▶ [Task statement]: Show each line from the records below in which the word "peak" occurs.

▶ [Records for processing]:
☆ ☆ ☆

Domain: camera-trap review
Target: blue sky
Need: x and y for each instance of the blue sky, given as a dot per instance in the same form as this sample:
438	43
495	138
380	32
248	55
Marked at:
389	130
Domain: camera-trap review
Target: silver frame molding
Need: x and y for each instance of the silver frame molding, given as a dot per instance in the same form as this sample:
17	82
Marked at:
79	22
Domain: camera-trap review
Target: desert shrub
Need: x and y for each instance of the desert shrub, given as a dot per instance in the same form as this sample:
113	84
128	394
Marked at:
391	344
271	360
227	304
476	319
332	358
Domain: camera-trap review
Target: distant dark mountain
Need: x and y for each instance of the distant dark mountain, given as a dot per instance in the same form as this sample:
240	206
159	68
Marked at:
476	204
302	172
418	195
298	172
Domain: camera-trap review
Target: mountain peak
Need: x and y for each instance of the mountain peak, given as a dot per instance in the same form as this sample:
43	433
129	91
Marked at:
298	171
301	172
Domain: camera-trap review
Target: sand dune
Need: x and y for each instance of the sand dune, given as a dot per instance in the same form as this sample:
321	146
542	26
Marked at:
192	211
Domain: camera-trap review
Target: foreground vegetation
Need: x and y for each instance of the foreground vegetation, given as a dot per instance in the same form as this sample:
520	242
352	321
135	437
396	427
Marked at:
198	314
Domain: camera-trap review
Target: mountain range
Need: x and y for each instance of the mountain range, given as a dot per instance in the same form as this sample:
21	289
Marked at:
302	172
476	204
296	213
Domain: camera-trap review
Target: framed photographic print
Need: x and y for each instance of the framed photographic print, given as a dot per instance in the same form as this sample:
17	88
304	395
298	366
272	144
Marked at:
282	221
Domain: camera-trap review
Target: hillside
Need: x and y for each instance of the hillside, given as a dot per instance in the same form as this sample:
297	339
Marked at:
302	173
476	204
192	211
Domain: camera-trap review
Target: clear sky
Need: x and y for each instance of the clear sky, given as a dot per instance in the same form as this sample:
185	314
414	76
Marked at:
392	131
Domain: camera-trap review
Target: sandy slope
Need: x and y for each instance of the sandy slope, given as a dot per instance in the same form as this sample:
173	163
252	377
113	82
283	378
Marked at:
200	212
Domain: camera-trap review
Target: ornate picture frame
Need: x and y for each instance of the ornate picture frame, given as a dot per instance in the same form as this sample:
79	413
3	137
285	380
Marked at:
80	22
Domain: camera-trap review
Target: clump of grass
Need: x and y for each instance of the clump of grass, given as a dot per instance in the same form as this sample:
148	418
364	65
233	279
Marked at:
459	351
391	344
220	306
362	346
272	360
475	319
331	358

☆ ☆ ☆

▶ [Result]:
Target: mountain peak
Need: x and y for each instance of the mountain peak, given as a dot per instance in the same form as this sample:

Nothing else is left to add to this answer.